■ Activity
Transcribe all of the entries below exactly. Leave out the pictures.

■ Exercise input
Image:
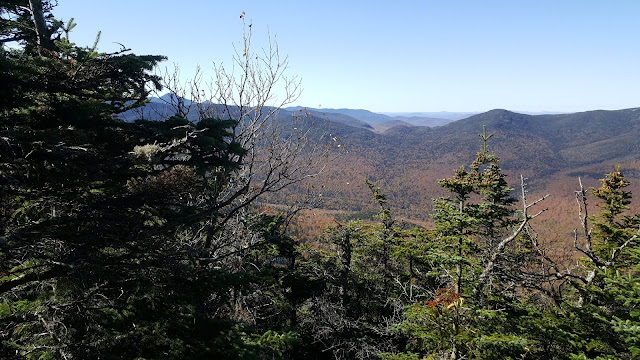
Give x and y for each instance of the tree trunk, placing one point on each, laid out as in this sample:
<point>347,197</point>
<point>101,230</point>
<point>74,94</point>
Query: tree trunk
<point>42,32</point>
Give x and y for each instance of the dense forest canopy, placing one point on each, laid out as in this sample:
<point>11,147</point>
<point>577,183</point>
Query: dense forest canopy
<point>144,239</point>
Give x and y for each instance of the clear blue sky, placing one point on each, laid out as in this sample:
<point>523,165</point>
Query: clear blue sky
<point>536,55</point>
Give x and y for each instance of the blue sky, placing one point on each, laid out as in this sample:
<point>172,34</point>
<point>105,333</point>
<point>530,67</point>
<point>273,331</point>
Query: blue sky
<point>400,56</point>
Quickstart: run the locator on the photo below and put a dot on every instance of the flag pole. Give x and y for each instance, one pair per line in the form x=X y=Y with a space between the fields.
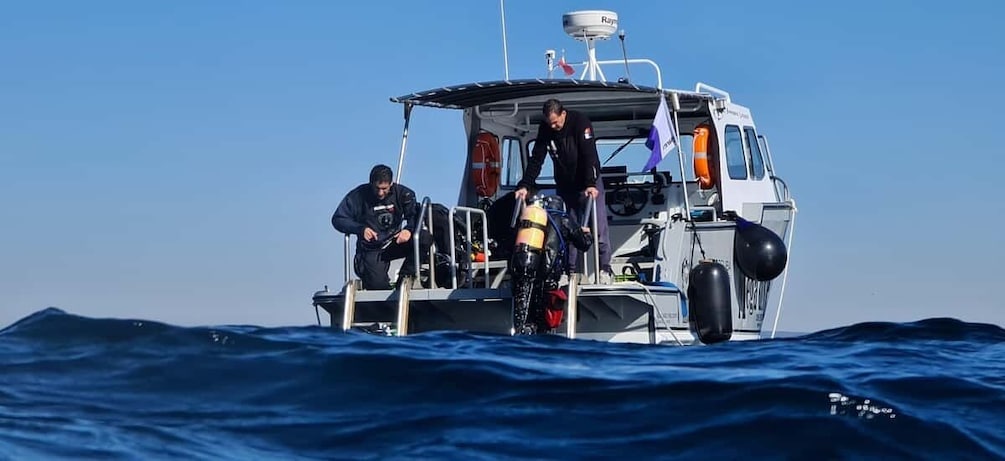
x=506 y=54
x=674 y=106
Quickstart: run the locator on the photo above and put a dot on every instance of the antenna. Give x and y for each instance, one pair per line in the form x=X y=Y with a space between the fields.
x=506 y=54
x=624 y=53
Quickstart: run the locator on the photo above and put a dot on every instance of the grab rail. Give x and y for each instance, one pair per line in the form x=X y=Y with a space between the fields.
x=590 y=216
x=467 y=250
x=346 y=253
x=785 y=188
x=418 y=231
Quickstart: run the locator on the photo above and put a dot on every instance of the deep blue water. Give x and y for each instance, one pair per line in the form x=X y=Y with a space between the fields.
x=73 y=387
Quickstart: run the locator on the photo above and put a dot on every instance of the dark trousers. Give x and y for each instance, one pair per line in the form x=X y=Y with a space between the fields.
x=372 y=265
x=576 y=203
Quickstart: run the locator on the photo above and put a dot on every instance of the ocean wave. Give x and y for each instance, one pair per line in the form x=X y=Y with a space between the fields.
x=78 y=387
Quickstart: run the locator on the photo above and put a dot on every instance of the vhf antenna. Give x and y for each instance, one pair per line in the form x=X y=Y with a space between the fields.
x=624 y=53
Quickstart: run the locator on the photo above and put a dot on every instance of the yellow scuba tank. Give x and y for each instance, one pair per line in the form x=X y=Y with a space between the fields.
x=533 y=223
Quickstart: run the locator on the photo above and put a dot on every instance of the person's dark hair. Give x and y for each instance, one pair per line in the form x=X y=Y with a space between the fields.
x=381 y=174
x=552 y=106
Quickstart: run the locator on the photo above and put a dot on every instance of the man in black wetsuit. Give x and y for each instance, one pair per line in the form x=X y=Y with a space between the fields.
x=567 y=136
x=383 y=216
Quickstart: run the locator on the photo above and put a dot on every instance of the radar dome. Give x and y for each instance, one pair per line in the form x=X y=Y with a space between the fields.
x=591 y=24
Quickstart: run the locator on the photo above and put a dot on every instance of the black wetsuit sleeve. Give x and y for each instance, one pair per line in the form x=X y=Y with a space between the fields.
x=409 y=207
x=574 y=234
x=347 y=218
x=537 y=159
x=586 y=147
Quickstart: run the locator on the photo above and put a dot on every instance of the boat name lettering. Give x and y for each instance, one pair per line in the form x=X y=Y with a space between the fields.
x=739 y=113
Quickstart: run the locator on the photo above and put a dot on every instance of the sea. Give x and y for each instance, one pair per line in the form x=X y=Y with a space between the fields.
x=73 y=387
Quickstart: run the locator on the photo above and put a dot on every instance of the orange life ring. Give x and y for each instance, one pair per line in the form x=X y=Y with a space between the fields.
x=486 y=164
x=701 y=170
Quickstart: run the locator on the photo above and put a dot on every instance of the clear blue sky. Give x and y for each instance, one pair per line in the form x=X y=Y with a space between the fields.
x=180 y=161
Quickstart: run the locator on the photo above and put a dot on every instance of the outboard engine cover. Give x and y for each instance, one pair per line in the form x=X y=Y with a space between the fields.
x=709 y=302
x=760 y=253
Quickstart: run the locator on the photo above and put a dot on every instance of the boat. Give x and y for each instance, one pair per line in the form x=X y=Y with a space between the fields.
x=700 y=242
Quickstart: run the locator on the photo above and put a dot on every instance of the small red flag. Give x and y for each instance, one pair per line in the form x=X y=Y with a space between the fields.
x=566 y=67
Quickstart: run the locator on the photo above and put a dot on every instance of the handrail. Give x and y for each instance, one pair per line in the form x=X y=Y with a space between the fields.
x=518 y=207
x=516 y=109
x=346 y=254
x=785 y=188
x=467 y=253
x=788 y=248
x=418 y=231
x=590 y=215
x=659 y=74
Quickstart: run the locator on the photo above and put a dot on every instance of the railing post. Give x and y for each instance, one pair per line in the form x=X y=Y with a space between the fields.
x=418 y=231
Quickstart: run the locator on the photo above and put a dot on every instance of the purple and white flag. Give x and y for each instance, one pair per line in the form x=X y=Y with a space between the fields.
x=662 y=137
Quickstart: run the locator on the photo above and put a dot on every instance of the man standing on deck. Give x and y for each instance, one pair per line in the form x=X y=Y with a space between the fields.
x=567 y=136
x=383 y=216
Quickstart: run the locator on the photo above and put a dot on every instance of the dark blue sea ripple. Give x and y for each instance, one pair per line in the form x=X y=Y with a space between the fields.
x=73 y=387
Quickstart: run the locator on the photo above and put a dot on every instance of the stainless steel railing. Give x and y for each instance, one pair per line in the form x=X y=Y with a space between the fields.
x=590 y=216
x=467 y=249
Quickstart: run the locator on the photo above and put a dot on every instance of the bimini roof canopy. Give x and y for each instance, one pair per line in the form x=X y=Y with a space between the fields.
x=475 y=94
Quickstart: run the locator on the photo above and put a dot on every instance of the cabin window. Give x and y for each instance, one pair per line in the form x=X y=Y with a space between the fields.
x=757 y=160
x=736 y=162
x=513 y=163
x=547 y=176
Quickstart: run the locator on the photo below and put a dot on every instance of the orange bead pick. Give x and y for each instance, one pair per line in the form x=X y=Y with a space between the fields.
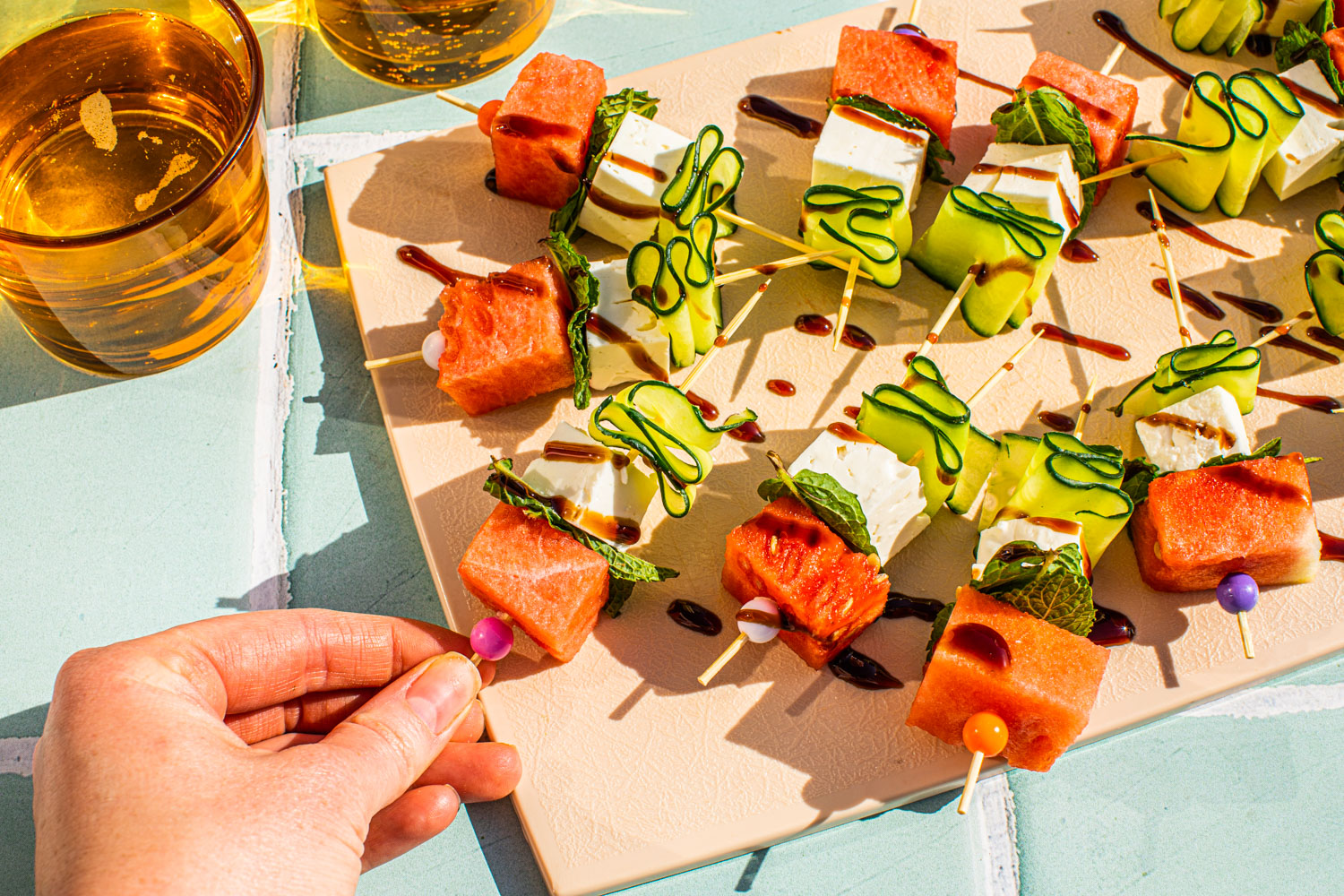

■ Exercise answer
Image:
Give x and y for each instance of the tree trunk, placing one point on each, laid out as in this sample:
<point>347,197</point>
<point>101,230</point>
<point>74,94</point>
Query: tree trunk
<point>42,32</point>
Give x and y for each instance of the dense forest canopy, placing one point on each, laid out as in this sample:
<point>11,147</point>
<point>577,183</point>
Query: dense forest canopy
<point>144,239</point>
Give x and y for each instance of the clear blue sky, placing one point on each, laid out as in this sample:
<point>523,165</point>
Query: clear blue sky
<point>536,55</point>
Give x and y for each instance of the blue sky, placing one point on each, laid out as in this sample:
<point>172,34</point>
<point>105,333</point>
<point>530,67</point>
<point>273,331</point>
Query: blue sky
<point>400,56</point>
Quickstart: run the locator on the photo below and put a dot on every instance of the flag pole. Give x and y for each instance, one pair per line in the form x=X y=Y with a space between the fields.
x=506 y=54
x=674 y=106
Quickstart: run the locator on the photo above and put a dot on every instance of the antenna. Give x and y for each instance, one pair per line in the form x=X y=Y with a space between the fields.
x=506 y=54
x=624 y=53
Quickstart: run the locator on the photo above and put a dot on every instance of the grab rail. Give x and y for each instance, one pair per line in the form x=X y=Y with a space between the fields.
x=590 y=216
x=467 y=250
x=346 y=253
x=785 y=188
x=418 y=231
Quickstart: run the locator on the photo above and put a dot on every instance of the deep blue water. Give x and y for each instance, one pair per line in the form x=X y=Y with a space between the fields.
x=73 y=387
Quickstart: run the locator on the photo above and put a dot on every instance of the dark trousers. Give x and y for each instance, one pair per line in the form x=X y=Y with a space between the fields.
x=372 y=265
x=576 y=203
Quickstart: run the locator on the photo above and put a dot on every instance of the ocean wave. Give x and y for each instance, one pair per line in the form x=X y=Y with a space between the fields.
x=78 y=387
Quickstart: run the locator on the photo above and put a dot on every instance of the vhf antenna. Give x and y for each instance, one pair per line in the form x=X y=Y with a space between the fields.
x=624 y=53
Quickstart: run the locator on the photo above and put a dot on every instance of the yellow scuba tank. Give x and y for each instance, one pair per line in the form x=X y=Y with a space between the fields.
x=533 y=223
Quickstart: run the locator on the photo above and put a dot on every instance of the person's dark hair. Give x and y for each instance, one pair per line in the form x=X y=Y with a space between the fields.
x=381 y=174
x=552 y=106
Quickstart: run the locator on the photo above and put a dot on every instance of the man in black wetsuit. Give x and y for each instance, one pair per line in the form x=X y=Y with a space between the fields.
x=567 y=136
x=383 y=216
Quickstart: run the locator on the photo above and put a dot on every instance of the radar dome. Give x and y for each instance, one pair per line in the form x=X y=Y with a space between the fields.
x=591 y=24
Quickstart: run the locator on the photo above and put a dot on every instance of the black wetsuit sleeve. Give x and y for each instance, one pair per line in the form x=X y=Y with a space between the fields.
x=409 y=207
x=574 y=234
x=347 y=218
x=537 y=159
x=586 y=147
Quickstart: run the locator on the photo above and put a dot on every instance of the boat name lettering. Give x and y for each instance, one pair per line in the form x=X y=Y with a space between the fields.
x=739 y=113
Quickstart: run the locator on the photo above and put a dot on every instance of the sea. Give x and y for each instance, one pair per line in the form x=X y=Y with a space between the fields.
x=73 y=387
Quickstart: run the locator on the photo above and put a dot on every instance of the orange life ring. Give x and y for each instance, one pair per line in the form x=X y=Y with a space between the fields.
x=486 y=164
x=701 y=170
Quickstart: run the locator on the photo above and put a dot on every instance of the clear blue sky. Give x and y for each instance, one pair per line in the form x=X y=Y with a space between the fields.
x=180 y=161
Quickstart: run the locator on the photo above and put a dot on every instance of the outboard engine cover. Give x and y for each instance, one pair per line in the form x=X y=Y with a space between the fields.
x=709 y=302
x=760 y=253
Quickstart: run the locator on the photo above and put a dot on every instance of the boat. Give x and y for each instance, one pair per line in the form x=X y=Y with a space between the fields.
x=700 y=242
Quickstart: run the locator on the photo above and put a dot on every instance of the small red flag. Give x and y for each instance, one pair per line in the form x=X y=Y with a space between the fields.
x=566 y=67
Quickstart: run the locator on the photo above and put a dot on every instance of the handrail. Give x and y for each instance, one pair per line in the form x=X y=Y with a space between the fields.
x=518 y=207
x=516 y=109
x=346 y=254
x=785 y=188
x=467 y=253
x=788 y=248
x=418 y=231
x=590 y=215
x=659 y=74
Quickstart: run the locator on the photo above and put a dot on every instance of the railing post. Give x and y for each instance, one pair per line in the form x=X y=Y with a space between the fields.
x=418 y=231
Quickstart: run the locator on the photo above and put a dot on every instance of the purple and white flag. Give x and y for each instance, one pair per line in the form x=X y=Y with a space between the fields.
x=662 y=137
Quickstart: run the locator on the photo above and put a dot on every instance of the man standing on deck. Give x and y for each instance, one pair per line in the form x=X y=Y with a space between the fields.
x=567 y=136
x=383 y=216
Quickstart: run the locator on the photo above and put a dot on every instance of the dark blue sea ripple. Give x and y for each instance, one pair per line in the form x=X y=Y with a space between the fields.
x=73 y=387
Quickstart: run the locator on the photo above and put a dot on every instance of the stainless steel railing. Give x and y for each instance, one pair per line in the form x=X y=Y with a space between the fields.
x=590 y=216
x=467 y=249
Quickstart: run the locator on the photo above and put a dot on every instance of the bimini roof canopy. Give x and y for each instance, one pair per line in the form x=X y=Y with a space between the fields.
x=475 y=94
Quickstart: run the locator on the photo above and put a dot on every instance of the cabin window. Give x and y for each instance, one pair per line in the form x=X y=Y with a space between the fields.
x=757 y=160
x=736 y=162
x=513 y=163
x=547 y=176
Quickstart: run the locator on the photo below and put a dot on every instance of the orange bead pick. Give x and y for each instance, one pair per line in the form x=X y=Y with a space between the fields.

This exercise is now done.